**Your objective**
State how many lines of the items below contain the string "bowl", treating uppercase and lowercase letters as distinct. Give only the number.

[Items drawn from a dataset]
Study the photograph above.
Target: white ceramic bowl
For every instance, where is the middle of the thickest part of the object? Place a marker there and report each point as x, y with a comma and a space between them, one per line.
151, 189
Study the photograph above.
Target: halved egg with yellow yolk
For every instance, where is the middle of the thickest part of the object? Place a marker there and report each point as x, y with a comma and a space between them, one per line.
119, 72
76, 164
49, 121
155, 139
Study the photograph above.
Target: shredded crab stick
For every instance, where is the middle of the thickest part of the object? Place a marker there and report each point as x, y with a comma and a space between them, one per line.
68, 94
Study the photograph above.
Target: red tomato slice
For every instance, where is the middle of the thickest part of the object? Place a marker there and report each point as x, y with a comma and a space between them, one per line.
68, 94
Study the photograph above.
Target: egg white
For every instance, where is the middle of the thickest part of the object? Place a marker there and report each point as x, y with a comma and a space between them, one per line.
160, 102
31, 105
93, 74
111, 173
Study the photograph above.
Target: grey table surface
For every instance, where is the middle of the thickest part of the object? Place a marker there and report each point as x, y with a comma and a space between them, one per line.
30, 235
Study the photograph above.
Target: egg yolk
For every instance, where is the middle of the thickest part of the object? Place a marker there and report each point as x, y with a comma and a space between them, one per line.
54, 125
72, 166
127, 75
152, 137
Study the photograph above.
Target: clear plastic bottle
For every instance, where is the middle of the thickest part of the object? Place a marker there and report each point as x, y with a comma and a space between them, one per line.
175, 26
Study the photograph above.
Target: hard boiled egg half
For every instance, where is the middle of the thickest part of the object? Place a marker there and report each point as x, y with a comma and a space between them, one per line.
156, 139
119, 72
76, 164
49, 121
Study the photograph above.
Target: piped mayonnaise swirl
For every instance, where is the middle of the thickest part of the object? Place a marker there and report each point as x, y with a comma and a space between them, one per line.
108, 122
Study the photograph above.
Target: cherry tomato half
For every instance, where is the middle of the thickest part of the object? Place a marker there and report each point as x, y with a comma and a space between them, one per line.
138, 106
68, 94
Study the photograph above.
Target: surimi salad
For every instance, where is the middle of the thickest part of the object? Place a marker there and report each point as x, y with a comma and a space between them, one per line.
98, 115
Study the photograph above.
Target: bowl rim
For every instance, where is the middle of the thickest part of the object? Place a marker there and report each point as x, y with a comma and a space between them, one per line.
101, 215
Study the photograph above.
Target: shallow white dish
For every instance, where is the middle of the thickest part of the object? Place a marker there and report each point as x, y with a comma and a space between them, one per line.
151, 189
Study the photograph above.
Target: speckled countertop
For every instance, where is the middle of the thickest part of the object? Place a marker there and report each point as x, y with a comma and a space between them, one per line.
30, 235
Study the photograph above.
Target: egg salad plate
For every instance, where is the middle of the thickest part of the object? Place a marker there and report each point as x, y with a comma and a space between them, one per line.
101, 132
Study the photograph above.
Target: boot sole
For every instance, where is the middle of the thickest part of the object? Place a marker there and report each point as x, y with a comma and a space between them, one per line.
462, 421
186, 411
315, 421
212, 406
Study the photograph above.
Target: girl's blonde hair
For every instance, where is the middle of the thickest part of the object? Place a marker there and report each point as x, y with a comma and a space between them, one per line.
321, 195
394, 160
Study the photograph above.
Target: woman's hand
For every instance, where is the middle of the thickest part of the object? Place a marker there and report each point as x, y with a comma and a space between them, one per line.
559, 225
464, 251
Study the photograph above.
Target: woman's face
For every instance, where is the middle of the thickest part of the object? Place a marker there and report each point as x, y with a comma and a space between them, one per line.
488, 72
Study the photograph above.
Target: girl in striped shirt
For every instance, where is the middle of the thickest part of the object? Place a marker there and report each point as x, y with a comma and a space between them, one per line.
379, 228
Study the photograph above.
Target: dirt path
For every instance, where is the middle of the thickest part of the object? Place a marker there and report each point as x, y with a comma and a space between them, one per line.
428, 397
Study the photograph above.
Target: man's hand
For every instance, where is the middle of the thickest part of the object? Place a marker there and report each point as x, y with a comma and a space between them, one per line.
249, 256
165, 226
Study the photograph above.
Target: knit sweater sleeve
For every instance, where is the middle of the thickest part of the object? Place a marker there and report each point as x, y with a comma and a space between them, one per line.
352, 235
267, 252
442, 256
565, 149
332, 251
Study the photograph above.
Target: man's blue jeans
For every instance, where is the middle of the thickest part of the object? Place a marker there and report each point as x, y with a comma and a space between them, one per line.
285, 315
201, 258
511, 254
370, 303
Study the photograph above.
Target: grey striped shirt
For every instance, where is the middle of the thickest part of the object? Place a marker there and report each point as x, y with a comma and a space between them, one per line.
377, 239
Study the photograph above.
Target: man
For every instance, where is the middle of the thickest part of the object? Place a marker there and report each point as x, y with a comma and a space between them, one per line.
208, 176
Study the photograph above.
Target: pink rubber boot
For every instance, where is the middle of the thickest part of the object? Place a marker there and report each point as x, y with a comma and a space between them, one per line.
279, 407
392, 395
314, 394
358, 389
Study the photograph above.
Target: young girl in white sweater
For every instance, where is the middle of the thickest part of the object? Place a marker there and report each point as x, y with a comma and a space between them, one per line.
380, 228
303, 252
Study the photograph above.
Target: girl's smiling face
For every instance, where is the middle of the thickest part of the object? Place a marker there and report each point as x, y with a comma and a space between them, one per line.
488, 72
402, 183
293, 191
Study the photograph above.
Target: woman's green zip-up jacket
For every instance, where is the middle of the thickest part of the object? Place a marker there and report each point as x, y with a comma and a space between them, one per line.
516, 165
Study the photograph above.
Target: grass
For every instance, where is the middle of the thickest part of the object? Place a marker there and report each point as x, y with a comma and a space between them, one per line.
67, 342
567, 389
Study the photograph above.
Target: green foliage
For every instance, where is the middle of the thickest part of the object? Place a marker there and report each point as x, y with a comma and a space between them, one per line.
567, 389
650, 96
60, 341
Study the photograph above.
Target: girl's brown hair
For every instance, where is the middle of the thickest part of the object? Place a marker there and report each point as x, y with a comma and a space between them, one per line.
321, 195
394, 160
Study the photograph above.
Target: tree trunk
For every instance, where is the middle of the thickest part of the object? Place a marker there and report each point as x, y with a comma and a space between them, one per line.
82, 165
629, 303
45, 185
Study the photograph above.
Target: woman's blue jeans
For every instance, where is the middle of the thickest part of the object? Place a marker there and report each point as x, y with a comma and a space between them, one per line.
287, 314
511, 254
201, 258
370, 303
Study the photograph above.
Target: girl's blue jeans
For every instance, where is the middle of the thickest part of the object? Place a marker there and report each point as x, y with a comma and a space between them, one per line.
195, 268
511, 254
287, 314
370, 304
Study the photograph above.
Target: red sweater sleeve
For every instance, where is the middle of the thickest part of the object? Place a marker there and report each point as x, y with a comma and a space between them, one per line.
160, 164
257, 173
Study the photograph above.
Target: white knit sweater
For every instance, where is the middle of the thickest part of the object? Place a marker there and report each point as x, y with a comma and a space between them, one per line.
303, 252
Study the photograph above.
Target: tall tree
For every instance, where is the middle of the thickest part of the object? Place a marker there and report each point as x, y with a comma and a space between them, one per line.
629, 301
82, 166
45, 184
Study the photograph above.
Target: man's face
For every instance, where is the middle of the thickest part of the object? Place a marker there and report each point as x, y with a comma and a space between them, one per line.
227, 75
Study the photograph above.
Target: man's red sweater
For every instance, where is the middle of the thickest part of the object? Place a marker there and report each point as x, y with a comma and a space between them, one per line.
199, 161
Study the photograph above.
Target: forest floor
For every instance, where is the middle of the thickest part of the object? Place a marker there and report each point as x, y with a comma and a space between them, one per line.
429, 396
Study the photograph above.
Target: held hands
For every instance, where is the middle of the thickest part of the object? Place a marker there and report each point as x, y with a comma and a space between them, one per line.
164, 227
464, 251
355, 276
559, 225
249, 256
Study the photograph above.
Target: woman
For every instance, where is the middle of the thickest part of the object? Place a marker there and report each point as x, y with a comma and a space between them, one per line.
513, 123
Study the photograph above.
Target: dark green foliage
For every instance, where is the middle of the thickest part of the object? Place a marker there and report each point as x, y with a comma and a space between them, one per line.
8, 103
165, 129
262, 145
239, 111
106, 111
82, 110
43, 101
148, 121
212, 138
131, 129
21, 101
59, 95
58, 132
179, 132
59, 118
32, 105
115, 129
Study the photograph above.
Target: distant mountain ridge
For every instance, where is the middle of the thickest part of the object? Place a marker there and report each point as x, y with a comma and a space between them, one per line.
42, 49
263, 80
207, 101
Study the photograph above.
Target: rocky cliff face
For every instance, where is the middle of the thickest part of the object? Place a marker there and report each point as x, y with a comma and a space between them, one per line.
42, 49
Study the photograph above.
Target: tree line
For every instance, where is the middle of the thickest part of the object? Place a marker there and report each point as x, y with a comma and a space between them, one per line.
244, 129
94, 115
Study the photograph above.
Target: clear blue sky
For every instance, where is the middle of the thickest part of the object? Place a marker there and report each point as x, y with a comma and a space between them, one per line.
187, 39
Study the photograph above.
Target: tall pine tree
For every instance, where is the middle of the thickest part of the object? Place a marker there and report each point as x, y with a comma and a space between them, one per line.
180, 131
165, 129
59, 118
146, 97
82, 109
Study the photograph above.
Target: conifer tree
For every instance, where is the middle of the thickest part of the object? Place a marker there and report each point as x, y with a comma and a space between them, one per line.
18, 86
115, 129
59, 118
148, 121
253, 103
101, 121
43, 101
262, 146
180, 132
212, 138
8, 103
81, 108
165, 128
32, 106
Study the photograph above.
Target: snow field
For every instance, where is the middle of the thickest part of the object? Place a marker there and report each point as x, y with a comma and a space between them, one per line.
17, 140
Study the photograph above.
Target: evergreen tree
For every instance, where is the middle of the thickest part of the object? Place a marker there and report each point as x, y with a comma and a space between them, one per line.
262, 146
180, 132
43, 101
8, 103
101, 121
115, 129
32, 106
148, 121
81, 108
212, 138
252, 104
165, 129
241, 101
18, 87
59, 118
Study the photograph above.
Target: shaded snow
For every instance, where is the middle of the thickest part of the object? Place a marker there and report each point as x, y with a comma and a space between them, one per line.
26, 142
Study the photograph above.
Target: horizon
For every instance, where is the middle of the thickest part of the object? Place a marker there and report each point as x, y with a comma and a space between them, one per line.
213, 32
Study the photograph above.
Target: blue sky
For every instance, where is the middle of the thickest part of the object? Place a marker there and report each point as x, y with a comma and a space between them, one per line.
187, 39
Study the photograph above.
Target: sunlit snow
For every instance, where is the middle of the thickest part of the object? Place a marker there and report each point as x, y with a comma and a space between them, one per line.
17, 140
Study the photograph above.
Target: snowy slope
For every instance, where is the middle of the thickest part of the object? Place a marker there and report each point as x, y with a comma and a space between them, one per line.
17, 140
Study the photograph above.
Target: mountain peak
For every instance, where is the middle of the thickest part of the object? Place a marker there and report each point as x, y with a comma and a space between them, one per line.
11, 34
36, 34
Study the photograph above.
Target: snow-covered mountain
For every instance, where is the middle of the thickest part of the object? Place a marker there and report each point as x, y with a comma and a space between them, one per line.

**Answer to this problem**
2